»»
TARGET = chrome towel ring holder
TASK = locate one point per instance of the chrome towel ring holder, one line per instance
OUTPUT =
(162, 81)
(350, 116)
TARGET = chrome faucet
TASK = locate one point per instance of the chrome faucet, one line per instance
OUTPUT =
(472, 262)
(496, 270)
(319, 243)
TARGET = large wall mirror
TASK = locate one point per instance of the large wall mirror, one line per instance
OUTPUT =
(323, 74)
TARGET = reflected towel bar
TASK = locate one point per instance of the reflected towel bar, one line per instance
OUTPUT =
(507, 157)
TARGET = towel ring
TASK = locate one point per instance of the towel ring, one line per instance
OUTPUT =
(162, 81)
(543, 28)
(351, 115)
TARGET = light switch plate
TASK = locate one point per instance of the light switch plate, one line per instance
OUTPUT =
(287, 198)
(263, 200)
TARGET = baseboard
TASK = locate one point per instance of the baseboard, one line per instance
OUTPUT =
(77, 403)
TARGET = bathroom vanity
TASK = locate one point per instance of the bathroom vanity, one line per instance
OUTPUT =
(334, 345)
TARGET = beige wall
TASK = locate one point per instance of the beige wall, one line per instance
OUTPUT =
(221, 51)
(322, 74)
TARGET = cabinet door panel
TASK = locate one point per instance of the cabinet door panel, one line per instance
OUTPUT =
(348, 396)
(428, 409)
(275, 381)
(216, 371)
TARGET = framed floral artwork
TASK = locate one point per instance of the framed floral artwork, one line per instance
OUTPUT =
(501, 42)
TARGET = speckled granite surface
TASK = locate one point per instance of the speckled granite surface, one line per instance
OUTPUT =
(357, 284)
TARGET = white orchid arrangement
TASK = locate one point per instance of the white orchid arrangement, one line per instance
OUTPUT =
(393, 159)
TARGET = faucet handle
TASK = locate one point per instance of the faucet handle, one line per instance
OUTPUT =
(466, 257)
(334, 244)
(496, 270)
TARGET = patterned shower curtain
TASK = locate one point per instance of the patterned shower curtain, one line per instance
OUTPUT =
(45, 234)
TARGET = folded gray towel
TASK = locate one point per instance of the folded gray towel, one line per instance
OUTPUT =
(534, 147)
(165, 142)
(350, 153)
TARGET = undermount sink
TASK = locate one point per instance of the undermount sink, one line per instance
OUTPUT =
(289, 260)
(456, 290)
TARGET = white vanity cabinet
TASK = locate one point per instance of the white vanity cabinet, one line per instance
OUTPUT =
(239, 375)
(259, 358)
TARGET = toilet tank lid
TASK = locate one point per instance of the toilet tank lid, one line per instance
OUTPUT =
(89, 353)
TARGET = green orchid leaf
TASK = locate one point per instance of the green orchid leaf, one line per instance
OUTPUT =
««
»»
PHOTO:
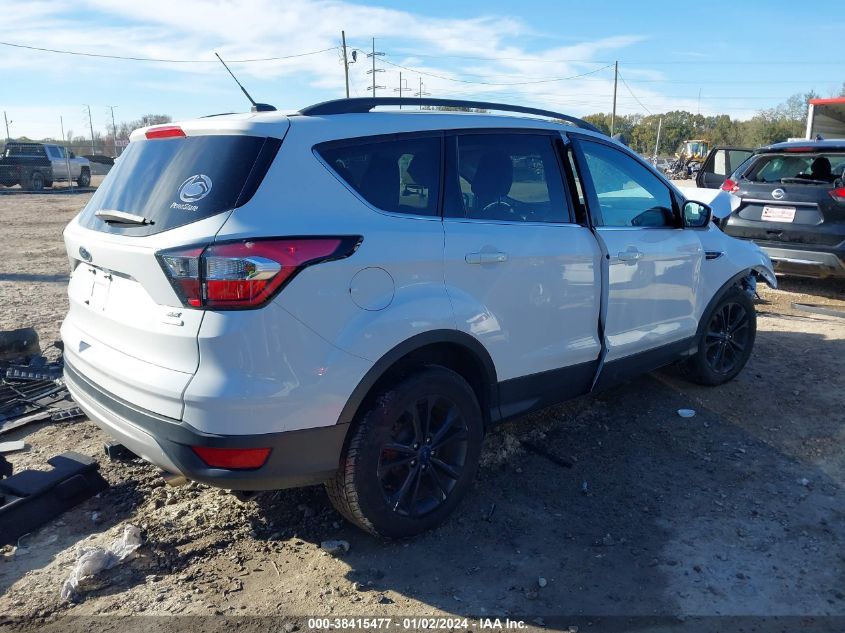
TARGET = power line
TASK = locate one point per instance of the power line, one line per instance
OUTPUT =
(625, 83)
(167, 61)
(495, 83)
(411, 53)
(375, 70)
««
EXERCISE DESCRIPTION:
Only the lines holding "granite" are wanted, so copy each of them from the material.

ANSWER TO THIS TASK:
TARGET = speckled granite surface
TASK = locate one point per instance of the speckled granite surface, one line per instance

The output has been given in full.